_Saved data entries:_
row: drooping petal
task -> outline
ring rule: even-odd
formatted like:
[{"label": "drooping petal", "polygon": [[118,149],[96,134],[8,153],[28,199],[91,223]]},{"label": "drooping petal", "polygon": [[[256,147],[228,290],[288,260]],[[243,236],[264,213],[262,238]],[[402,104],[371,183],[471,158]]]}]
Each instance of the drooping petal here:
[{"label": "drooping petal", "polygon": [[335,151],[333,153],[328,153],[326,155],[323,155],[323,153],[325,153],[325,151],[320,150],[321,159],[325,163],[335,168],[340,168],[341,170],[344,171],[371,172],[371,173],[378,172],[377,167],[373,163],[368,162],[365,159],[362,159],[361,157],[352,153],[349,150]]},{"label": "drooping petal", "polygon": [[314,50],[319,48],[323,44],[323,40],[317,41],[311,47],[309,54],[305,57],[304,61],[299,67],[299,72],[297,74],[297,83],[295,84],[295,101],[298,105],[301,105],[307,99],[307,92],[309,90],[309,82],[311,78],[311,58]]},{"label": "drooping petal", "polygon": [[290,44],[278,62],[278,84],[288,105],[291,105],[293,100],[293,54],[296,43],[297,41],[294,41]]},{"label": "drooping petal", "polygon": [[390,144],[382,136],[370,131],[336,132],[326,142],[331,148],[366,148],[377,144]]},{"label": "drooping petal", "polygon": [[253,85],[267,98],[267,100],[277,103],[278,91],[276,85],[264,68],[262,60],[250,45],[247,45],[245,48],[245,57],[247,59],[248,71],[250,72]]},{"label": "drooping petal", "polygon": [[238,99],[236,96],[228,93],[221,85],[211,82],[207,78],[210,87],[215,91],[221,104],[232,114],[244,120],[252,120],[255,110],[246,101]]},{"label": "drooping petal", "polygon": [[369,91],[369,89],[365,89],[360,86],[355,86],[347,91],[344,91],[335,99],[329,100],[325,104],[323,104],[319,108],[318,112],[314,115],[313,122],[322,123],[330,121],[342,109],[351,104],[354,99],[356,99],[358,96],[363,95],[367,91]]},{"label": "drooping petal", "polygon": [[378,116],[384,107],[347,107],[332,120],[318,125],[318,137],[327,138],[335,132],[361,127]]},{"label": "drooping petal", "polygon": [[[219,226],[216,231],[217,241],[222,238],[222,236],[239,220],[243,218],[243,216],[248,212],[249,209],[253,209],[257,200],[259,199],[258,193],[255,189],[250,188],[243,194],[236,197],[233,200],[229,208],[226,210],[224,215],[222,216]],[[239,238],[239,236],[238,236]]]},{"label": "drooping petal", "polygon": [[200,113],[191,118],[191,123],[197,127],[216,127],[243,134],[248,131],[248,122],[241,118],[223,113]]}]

_Written task:_ Output the stretch of the records from the start through the line containing "Each instance of" as a Markdown table with the columns Row and Line, giving each line its row number and skipping blank lines.

_Task output:_
| Row | Line |
|---|---|
| 1 | row: drooping petal |
| 2 | task -> outline |
| 3 | ring rule: even-odd |
| 4 | formatted like: |
| 5 | [{"label": "drooping petal", "polygon": [[118,149],[96,134],[8,153],[28,199],[91,223]]},{"label": "drooping petal", "polygon": [[[256,147],[228,290],[288,260]],[[243,236],[264,213],[262,238]],[[402,104],[371,183],[471,158]]]}] |
| 6 | Each instance of the drooping petal here: |